Required task> Starting at the line containing "Segment every instance of the asphalt road." and continuing through the end of the entries, write those lines out again, requests included, scaling every polygon coordinate in the answers by 2.45 and rounding each result to a whole number, with halves rounded up.
Start of Provided information
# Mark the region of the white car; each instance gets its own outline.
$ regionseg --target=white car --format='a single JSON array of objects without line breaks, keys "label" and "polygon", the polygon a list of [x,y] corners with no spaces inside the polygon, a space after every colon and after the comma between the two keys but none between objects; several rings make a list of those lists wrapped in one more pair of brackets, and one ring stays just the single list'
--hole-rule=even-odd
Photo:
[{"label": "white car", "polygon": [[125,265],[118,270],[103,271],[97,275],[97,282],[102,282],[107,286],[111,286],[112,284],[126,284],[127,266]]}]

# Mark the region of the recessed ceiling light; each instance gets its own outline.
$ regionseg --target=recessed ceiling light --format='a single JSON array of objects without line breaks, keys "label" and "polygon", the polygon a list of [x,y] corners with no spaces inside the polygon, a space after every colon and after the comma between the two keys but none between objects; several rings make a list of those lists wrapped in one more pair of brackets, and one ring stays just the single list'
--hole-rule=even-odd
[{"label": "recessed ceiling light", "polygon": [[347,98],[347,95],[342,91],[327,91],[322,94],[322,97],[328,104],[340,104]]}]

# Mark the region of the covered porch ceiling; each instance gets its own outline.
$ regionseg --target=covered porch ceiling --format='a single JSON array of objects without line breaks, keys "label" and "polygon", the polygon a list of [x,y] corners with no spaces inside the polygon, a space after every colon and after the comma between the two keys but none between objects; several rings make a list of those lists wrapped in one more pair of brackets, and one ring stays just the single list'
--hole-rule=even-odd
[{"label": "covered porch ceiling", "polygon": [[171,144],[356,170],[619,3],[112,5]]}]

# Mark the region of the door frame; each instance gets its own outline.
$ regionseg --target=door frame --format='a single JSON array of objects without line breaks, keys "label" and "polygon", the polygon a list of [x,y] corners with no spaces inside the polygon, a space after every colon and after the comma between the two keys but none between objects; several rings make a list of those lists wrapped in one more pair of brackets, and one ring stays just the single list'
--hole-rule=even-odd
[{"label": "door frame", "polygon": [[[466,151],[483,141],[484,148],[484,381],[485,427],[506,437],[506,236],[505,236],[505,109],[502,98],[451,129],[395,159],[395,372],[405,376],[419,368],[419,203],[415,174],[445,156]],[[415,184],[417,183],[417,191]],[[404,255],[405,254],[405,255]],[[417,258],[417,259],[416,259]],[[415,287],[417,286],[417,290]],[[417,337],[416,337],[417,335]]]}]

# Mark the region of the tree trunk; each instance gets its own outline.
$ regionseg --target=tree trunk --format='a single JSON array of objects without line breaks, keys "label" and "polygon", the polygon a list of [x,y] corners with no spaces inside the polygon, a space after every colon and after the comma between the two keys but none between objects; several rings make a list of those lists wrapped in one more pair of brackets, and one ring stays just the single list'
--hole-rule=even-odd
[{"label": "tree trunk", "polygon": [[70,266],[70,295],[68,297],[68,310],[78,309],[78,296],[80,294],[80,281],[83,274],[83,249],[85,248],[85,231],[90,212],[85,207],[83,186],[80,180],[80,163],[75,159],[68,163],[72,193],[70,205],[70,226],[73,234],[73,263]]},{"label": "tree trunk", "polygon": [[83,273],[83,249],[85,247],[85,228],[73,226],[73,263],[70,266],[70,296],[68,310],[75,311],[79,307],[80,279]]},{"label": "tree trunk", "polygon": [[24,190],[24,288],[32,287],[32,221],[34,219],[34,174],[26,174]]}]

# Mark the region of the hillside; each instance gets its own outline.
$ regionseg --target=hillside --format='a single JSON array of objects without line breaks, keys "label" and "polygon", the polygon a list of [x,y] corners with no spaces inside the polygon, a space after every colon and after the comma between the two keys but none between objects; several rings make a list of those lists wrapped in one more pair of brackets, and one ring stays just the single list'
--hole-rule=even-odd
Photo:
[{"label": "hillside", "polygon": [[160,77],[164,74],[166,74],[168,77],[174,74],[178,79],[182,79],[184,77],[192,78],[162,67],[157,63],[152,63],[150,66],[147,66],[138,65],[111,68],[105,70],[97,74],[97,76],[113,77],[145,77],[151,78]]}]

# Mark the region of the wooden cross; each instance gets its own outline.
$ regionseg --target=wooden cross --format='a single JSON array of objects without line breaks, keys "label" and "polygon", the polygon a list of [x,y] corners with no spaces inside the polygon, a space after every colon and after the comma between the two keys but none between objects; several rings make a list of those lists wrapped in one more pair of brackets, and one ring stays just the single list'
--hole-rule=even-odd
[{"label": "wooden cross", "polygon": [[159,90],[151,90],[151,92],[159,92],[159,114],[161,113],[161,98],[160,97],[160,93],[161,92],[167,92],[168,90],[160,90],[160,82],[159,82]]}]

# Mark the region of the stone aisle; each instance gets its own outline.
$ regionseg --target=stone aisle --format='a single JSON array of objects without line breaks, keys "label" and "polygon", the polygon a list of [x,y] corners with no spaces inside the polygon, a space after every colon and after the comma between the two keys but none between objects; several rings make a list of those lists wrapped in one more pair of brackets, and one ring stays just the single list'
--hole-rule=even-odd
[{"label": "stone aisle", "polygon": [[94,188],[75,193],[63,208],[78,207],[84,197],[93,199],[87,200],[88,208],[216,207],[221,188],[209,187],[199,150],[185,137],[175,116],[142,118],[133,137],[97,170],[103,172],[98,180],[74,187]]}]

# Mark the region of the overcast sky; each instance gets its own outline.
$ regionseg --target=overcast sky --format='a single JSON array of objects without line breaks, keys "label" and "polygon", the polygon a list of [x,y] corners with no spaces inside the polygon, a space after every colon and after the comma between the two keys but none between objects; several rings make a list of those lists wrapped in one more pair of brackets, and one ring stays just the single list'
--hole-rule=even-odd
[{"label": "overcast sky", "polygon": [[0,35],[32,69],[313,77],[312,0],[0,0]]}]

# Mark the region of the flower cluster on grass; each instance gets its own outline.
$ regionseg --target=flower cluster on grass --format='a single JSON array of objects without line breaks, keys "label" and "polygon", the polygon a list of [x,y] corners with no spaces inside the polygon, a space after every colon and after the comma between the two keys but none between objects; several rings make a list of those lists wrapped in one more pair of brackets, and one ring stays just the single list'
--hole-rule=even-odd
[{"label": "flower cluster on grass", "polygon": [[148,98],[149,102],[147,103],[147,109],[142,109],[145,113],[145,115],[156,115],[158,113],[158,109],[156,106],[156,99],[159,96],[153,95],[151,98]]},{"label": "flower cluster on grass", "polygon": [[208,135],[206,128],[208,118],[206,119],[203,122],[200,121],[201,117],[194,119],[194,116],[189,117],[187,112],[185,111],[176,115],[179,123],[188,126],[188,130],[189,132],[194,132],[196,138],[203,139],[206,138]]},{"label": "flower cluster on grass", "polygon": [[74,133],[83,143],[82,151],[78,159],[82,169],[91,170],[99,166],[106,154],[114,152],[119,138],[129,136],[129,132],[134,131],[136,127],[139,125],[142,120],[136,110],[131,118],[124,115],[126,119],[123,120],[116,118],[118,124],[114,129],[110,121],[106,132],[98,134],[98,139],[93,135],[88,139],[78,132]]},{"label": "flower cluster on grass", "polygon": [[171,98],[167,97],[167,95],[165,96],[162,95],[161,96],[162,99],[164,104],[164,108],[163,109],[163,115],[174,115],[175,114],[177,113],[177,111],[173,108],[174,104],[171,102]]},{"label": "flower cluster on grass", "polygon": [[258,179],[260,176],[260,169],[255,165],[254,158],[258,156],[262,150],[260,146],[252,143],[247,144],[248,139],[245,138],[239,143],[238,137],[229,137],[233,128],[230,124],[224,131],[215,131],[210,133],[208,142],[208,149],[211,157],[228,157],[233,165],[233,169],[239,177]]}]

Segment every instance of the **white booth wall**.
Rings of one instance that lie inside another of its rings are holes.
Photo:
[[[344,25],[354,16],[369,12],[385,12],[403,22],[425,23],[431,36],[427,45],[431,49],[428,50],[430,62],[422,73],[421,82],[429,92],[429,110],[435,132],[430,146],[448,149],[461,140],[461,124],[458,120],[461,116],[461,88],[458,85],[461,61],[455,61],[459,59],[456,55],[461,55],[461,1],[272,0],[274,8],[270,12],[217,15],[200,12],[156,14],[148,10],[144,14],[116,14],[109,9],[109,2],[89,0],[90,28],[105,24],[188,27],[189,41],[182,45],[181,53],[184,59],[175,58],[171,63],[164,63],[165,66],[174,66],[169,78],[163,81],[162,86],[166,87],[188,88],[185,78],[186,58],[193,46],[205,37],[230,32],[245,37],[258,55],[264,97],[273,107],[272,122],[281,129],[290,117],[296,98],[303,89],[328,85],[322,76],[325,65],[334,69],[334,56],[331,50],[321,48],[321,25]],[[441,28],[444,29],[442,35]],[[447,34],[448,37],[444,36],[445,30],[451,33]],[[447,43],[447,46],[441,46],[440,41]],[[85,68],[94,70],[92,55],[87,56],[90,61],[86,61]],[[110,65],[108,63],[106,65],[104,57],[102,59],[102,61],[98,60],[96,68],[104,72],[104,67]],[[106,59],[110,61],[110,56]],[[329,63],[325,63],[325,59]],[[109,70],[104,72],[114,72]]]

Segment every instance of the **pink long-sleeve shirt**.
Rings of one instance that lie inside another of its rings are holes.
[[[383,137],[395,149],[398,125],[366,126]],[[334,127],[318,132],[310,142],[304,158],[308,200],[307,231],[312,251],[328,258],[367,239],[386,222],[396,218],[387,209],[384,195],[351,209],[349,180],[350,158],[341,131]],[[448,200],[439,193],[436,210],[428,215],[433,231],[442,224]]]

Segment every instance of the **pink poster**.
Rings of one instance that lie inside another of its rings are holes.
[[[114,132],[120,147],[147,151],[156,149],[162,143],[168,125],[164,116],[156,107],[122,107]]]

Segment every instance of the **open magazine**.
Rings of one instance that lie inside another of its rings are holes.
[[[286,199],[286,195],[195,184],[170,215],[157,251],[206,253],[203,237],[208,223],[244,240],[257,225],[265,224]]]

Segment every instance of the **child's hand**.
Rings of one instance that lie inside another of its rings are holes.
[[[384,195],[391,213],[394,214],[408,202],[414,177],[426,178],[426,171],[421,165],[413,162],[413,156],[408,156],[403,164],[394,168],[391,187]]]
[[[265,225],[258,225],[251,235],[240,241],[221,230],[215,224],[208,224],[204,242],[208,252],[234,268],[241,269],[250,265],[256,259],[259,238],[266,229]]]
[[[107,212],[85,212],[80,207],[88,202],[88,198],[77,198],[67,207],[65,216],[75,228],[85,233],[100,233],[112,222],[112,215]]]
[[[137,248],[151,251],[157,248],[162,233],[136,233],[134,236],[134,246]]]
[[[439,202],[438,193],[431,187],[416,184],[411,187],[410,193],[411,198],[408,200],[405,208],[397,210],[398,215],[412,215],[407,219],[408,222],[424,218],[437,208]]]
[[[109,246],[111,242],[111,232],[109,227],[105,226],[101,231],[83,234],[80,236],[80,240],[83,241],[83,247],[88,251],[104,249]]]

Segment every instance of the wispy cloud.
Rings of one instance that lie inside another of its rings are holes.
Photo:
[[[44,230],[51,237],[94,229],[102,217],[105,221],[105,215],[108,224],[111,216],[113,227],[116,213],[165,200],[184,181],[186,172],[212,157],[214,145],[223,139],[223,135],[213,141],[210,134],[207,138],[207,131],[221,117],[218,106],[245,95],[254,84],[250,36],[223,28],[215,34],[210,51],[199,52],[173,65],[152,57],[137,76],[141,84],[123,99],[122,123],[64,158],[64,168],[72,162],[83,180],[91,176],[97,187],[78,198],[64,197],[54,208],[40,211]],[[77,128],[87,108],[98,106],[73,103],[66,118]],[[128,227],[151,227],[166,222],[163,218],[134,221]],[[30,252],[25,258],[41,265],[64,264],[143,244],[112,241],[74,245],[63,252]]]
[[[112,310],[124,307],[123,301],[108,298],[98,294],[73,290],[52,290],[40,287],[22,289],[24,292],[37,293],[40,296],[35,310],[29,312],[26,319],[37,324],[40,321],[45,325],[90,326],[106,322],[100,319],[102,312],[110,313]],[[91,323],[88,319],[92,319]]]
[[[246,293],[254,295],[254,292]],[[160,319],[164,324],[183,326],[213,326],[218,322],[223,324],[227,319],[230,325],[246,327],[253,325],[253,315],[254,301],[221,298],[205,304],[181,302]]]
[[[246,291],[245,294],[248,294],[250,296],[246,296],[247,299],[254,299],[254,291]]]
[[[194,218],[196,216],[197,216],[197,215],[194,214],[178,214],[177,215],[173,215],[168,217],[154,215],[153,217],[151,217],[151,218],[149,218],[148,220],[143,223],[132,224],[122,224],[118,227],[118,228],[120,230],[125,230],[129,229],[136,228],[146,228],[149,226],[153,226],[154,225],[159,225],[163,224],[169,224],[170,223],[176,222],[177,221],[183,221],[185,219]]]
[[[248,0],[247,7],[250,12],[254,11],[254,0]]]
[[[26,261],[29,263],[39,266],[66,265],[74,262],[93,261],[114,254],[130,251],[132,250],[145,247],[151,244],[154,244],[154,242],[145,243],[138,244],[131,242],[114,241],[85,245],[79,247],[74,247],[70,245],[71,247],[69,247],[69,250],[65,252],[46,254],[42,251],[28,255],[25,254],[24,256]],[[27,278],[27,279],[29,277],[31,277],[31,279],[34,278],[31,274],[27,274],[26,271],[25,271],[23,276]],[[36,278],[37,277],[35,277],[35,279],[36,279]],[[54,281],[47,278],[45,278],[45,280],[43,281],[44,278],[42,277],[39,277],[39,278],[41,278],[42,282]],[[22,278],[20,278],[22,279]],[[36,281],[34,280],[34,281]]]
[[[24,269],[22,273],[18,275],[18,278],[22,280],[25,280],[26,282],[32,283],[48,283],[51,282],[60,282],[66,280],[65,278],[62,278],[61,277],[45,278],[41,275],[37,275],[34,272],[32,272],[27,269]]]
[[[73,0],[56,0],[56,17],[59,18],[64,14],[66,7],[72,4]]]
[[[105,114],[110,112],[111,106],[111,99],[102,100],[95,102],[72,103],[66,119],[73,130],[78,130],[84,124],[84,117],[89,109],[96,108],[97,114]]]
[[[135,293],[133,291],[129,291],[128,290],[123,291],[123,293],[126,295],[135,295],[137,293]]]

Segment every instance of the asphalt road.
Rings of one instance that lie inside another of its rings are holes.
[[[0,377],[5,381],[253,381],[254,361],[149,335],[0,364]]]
End of Provided information
Task output>
Segment every instance of the asphalt road.
Rings of one instance that lie inside another of its rings are holes.
[[[0,924],[12,933],[620,933],[622,884],[365,821],[0,892]]]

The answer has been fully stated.